== Supplied information

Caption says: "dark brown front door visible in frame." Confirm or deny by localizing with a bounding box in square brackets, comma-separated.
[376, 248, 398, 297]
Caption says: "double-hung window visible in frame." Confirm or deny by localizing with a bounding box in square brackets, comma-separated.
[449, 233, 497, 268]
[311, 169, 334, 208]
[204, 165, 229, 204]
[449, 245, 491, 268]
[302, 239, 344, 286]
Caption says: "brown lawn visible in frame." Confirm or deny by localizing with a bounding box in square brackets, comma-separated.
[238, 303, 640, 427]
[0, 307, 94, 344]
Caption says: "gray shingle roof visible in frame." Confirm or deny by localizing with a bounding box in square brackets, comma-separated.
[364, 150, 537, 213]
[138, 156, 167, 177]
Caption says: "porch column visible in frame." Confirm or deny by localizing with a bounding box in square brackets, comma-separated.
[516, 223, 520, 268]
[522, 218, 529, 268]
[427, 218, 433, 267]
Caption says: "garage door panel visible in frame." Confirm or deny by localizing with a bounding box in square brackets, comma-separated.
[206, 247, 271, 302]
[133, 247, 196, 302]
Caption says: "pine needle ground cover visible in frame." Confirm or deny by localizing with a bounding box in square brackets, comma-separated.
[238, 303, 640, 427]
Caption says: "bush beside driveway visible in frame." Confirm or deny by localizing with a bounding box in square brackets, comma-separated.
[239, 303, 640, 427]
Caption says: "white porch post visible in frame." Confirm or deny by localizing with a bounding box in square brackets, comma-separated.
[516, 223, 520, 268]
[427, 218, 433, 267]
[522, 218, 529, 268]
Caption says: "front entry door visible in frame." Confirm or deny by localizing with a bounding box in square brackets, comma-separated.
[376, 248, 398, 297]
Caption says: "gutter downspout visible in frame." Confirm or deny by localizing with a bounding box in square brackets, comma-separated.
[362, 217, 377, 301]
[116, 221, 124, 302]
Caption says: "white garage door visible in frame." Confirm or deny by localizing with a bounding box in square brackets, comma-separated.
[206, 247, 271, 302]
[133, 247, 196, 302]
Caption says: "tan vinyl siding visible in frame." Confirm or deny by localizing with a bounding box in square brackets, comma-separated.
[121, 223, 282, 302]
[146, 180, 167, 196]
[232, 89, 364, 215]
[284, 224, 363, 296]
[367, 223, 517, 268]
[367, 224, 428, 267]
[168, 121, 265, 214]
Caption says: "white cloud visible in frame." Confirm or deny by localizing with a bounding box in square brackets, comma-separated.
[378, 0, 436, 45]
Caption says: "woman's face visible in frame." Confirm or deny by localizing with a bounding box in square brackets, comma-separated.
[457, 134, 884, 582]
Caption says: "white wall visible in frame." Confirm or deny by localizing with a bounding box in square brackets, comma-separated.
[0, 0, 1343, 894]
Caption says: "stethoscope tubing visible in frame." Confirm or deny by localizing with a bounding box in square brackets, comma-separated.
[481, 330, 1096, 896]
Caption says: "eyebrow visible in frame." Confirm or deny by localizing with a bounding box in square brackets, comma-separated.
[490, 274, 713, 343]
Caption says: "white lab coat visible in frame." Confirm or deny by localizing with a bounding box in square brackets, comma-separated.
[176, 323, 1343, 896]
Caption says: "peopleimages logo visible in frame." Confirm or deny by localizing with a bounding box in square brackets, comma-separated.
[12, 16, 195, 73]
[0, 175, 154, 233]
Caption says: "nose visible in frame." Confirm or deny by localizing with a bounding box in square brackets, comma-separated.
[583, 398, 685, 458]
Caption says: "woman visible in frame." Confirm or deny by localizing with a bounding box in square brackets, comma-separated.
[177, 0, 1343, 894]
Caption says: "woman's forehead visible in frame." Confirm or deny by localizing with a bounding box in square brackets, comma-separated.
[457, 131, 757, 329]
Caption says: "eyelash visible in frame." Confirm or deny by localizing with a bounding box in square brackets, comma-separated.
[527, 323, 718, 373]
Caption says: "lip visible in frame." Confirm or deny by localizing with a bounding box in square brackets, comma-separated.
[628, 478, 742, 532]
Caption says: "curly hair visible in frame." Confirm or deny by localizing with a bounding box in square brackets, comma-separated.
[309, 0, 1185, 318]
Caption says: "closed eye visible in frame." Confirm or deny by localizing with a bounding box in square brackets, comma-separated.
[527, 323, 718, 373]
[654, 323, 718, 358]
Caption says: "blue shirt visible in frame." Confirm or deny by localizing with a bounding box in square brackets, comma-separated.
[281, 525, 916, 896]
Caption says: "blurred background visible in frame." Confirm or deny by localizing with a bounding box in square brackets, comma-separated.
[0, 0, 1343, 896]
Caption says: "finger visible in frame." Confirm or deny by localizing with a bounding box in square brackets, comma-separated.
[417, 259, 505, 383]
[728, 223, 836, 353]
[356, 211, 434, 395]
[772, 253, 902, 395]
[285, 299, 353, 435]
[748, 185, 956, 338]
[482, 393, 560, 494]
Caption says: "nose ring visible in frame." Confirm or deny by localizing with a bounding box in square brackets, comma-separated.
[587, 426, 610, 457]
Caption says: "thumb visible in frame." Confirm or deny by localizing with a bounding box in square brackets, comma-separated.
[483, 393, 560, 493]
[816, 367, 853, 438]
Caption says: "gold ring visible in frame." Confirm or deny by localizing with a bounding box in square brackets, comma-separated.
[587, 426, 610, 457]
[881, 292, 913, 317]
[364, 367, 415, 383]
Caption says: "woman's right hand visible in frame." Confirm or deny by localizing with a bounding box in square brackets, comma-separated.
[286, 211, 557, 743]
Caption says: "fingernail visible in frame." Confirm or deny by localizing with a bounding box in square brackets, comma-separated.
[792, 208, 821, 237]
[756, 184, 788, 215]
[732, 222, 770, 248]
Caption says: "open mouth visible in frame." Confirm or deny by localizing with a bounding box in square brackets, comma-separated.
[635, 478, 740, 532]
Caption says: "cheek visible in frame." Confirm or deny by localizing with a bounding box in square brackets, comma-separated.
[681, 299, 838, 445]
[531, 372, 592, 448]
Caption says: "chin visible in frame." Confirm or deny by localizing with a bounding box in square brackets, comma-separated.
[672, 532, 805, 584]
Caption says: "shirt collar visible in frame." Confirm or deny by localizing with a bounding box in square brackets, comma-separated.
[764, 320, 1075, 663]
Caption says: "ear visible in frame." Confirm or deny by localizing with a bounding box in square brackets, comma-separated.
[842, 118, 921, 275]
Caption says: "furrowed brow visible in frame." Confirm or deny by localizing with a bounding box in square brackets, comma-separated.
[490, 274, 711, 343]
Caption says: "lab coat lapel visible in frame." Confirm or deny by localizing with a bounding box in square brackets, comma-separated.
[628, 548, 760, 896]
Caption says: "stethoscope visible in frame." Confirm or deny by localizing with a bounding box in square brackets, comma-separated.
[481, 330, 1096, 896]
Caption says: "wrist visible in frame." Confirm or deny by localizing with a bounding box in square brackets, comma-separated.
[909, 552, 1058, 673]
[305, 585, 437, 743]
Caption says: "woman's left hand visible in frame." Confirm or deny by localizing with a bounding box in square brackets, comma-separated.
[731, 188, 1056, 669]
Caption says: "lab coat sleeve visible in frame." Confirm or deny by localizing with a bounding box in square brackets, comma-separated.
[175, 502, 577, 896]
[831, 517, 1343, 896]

====

§ **Task brief**: Copy out everything from the line containing "coat sleeve visible" down through the end of the entries, with no changes.

§ **Task answer**:
Caption says: "lab coat sleeve visible in frame." Confirm or deny by localizing with a bounding box in square brackets, comma-separated.
[175, 502, 577, 896]
[831, 517, 1343, 896]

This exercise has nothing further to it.